--- Short task ---
State how many lines in the entries below contain the string "chest", treating uppercase and lowercase letters as distinct. Give only the number.

Source data
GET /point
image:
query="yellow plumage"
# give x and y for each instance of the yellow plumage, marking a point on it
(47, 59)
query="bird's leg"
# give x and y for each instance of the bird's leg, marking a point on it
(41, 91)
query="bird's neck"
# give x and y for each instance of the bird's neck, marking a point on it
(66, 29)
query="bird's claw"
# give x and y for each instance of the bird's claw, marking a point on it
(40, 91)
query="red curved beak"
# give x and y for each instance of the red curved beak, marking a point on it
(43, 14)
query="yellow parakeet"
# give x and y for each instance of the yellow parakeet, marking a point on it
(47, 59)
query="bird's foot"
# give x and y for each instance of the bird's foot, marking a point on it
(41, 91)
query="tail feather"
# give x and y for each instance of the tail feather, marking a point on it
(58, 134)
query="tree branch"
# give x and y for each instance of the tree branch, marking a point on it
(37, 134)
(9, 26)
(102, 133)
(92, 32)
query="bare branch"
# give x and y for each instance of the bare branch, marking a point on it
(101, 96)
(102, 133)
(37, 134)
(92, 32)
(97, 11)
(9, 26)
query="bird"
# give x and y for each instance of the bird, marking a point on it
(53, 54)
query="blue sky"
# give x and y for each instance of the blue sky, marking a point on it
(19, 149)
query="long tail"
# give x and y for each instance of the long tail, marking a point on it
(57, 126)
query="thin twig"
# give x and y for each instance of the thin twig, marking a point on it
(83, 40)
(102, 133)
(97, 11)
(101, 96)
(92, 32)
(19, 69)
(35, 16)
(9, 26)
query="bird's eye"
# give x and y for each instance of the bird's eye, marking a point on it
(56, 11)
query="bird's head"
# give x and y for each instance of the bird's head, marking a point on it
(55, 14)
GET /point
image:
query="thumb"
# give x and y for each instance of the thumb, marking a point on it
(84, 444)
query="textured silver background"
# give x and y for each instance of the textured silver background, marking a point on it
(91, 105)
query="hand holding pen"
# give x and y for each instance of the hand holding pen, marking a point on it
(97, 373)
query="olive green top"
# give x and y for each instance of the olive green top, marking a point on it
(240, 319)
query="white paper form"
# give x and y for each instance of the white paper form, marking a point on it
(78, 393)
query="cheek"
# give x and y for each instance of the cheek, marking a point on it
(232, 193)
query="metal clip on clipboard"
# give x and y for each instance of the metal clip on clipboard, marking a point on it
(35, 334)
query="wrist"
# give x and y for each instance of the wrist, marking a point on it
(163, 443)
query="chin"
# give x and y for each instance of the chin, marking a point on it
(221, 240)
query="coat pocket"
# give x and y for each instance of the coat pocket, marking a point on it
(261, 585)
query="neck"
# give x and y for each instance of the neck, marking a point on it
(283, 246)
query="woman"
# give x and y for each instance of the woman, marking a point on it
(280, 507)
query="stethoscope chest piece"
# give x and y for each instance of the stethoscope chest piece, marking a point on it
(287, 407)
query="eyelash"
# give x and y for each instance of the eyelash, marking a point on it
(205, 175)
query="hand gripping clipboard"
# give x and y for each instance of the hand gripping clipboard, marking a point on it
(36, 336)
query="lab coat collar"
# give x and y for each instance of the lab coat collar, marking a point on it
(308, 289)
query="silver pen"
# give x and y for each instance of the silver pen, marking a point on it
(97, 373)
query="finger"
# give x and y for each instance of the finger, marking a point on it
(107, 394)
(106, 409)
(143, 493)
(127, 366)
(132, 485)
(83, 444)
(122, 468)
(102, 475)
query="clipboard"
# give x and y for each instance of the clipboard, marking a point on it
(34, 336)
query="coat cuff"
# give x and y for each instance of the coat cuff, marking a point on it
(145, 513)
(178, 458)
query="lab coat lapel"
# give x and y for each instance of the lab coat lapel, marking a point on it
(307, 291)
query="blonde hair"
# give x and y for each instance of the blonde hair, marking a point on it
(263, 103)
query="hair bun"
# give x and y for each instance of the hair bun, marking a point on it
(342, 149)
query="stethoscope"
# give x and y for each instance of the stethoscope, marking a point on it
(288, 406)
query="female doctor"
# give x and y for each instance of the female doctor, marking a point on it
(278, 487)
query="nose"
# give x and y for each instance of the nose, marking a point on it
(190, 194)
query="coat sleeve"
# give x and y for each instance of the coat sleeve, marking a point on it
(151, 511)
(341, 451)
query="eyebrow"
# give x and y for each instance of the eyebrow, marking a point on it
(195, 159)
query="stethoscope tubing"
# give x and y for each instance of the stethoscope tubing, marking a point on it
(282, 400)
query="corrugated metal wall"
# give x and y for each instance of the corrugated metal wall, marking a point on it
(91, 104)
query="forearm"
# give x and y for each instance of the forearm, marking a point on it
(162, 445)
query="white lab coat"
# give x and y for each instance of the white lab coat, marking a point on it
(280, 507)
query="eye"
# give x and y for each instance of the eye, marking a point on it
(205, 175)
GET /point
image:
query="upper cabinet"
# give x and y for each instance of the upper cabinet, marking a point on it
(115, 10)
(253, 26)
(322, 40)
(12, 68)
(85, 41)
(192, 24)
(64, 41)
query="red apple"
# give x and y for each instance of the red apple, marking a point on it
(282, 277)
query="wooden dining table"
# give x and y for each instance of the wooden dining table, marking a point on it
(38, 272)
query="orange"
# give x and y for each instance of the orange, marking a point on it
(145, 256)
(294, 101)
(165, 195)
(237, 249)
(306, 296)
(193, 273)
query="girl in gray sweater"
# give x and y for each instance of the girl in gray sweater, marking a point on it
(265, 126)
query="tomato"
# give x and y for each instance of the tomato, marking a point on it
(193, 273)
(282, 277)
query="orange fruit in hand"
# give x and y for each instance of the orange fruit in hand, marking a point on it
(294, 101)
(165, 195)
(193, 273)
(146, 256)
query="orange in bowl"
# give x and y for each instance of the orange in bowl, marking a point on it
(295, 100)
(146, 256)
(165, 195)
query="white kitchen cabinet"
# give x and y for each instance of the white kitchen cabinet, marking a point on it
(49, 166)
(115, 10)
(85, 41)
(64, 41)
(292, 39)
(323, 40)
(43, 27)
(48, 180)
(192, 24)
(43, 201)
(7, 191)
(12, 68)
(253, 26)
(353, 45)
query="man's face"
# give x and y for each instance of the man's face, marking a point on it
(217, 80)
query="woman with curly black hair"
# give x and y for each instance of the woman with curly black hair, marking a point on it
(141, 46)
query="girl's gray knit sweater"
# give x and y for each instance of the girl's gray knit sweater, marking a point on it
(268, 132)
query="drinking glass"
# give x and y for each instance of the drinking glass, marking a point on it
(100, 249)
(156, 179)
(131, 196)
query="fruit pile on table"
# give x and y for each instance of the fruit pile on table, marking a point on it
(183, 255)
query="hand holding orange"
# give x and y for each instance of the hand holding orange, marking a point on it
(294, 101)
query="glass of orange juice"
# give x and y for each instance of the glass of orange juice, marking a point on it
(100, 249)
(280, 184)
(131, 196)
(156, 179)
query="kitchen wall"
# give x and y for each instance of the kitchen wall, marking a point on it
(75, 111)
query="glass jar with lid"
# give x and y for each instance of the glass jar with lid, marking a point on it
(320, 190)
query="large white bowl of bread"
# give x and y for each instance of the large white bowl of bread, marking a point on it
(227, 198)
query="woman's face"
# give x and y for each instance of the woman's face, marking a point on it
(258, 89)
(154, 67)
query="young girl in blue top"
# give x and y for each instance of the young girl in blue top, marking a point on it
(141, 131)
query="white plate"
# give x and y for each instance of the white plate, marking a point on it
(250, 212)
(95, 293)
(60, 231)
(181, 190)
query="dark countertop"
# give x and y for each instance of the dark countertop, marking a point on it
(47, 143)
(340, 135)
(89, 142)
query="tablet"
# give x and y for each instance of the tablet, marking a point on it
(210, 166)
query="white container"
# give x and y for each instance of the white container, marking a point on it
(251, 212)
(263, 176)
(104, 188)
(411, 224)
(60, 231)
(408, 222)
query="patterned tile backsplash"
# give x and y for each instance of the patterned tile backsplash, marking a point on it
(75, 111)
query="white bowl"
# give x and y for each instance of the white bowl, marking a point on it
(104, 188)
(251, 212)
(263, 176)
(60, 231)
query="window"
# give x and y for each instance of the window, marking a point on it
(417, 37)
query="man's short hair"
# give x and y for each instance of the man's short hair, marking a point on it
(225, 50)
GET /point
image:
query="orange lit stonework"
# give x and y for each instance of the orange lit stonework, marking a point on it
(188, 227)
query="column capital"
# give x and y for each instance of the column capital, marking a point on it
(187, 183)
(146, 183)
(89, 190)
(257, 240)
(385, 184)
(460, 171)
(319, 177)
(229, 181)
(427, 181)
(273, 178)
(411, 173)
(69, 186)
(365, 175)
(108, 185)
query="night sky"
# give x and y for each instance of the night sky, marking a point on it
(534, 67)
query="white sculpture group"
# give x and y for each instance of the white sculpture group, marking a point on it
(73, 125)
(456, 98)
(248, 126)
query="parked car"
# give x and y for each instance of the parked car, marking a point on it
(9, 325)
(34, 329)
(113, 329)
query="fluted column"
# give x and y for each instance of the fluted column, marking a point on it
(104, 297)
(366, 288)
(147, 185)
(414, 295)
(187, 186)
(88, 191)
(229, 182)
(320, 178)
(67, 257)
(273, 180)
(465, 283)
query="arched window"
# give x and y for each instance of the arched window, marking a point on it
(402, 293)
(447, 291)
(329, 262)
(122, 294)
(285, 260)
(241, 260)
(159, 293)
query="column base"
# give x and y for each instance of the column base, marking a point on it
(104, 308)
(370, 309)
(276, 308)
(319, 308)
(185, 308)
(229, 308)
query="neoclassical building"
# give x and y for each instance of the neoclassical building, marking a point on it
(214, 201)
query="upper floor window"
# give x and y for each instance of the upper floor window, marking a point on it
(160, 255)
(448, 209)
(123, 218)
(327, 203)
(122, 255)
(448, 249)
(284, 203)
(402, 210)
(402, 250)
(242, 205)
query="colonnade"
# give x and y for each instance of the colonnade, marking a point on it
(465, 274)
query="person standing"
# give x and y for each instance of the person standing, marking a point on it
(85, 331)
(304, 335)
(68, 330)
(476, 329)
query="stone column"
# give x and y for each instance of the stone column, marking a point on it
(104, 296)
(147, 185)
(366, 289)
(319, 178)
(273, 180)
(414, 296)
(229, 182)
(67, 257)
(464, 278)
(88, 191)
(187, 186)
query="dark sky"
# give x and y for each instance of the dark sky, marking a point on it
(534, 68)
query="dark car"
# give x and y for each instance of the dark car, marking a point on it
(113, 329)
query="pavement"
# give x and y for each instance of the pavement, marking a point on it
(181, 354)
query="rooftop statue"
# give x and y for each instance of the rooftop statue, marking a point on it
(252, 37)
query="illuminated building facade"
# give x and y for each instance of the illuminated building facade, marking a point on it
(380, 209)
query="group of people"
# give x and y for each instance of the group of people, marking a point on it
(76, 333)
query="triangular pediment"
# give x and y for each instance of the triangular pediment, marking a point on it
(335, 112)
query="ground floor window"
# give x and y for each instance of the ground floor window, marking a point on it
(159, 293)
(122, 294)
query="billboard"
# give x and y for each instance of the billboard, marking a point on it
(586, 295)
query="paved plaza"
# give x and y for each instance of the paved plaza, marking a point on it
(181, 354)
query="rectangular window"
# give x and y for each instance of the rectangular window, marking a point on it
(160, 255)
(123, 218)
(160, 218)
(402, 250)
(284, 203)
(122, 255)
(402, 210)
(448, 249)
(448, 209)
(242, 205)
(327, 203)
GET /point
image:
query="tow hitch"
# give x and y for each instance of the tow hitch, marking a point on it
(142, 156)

--- Task answer ---
2